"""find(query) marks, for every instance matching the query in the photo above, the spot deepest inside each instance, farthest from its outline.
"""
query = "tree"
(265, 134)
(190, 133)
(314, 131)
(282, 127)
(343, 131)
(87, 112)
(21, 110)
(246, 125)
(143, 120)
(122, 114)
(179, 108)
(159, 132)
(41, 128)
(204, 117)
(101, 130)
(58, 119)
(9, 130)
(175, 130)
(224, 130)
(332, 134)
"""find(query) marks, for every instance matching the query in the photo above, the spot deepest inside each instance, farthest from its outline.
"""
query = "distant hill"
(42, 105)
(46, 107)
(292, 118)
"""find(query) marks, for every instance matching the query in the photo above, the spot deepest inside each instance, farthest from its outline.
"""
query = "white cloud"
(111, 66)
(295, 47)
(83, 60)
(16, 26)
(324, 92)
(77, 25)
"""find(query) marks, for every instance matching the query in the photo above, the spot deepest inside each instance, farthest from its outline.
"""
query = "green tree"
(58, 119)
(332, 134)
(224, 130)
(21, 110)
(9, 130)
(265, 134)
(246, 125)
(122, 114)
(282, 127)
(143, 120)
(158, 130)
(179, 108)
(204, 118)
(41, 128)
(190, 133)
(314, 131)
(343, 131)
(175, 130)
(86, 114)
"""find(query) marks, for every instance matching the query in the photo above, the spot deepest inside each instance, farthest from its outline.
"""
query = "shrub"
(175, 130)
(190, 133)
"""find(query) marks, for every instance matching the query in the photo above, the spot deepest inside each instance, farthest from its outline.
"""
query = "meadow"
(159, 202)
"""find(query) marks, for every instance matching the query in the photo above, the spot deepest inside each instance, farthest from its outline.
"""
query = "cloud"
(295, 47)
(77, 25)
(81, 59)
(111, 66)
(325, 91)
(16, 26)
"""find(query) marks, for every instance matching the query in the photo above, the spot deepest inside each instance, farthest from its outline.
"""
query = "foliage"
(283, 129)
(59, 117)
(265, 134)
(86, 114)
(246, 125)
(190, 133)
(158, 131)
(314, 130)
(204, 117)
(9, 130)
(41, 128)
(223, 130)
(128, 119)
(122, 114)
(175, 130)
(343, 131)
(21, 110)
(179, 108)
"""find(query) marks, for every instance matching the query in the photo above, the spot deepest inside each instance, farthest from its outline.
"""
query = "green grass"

========================

**To do**
In full and word for word, output the entries.

**Task answer**
"""find(query) marks, for every instance matching the query in the photo above, the spot deepest inside each instance, farthest from its outline.
"""
query = "tree"
(265, 134)
(190, 133)
(314, 131)
(282, 127)
(343, 131)
(87, 112)
(21, 110)
(246, 125)
(143, 120)
(122, 114)
(179, 108)
(159, 132)
(41, 128)
(204, 117)
(101, 130)
(58, 119)
(9, 130)
(175, 130)
(224, 130)
(332, 134)
"""find(query) marks, for every instance matching the query in the photo above, the spot deepest inside each instance, farthest from its outline.
"""
query = "distant hill"
(42, 105)
(46, 107)
(292, 118)
"""find(query) marks, for every instance matching the query in the photo above, the spot deepest inside each instance, farthest from its outline.
"""
query = "white cloud"
(111, 66)
(295, 47)
(83, 60)
(16, 26)
(324, 92)
(77, 25)
"""find(query) marks, for every instance matching the query in the photo above, the spot deepest inside each instance, farthest from its outline.
"""
query = "green tree"
(58, 119)
(332, 134)
(224, 130)
(21, 110)
(9, 130)
(265, 134)
(246, 125)
(122, 114)
(282, 127)
(143, 120)
(158, 130)
(179, 108)
(204, 118)
(41, 128)
(190, 133)
(314, 131)
(343, 131)
(175, 130)
(86, 114)
"""find(query) marks, for every instance matching the query in the photo above, the spot deepest inside each instance, farthest from its outline.
"""
query = "shrub"
(175, 130)
(190, 133)
"""find(query) marks, for every instance matching the query in the photo above, the spot deepest inside each instance, farthest from its outline.
"""
query = "meadow"
(159, 202)
"""find(query) marks, for every instance matching the query in the photo above, the spot deepest inside each instance, farthest from its outline.
"""
query = "cloud"
(295, 47)
(77, 25)
(81, 59)
(111, 66)
(325, 91)
(16, 26)
"""find(query) marks, for every instance matching the query in the photo above, the spot deepest inside each instance, farthest from its outline.
"""
query = "foliage"
(283, 129)
(59, 117)
(265, 134)
(86, 114)
(246, 125)
(190, 133)
(158, 131)
(314, 130)
(204, 117)
(9, 130)
(41, 128)
(223, 130)
(128, 119)
(122, 114)
(175, 130)
(343, 131)
(21, 110)
(179, 108)
"""find(query) marks, for every instance matching the query in the photo above, the spot deepest inside each instance, farthest from its outline.
"""
query = "green grass"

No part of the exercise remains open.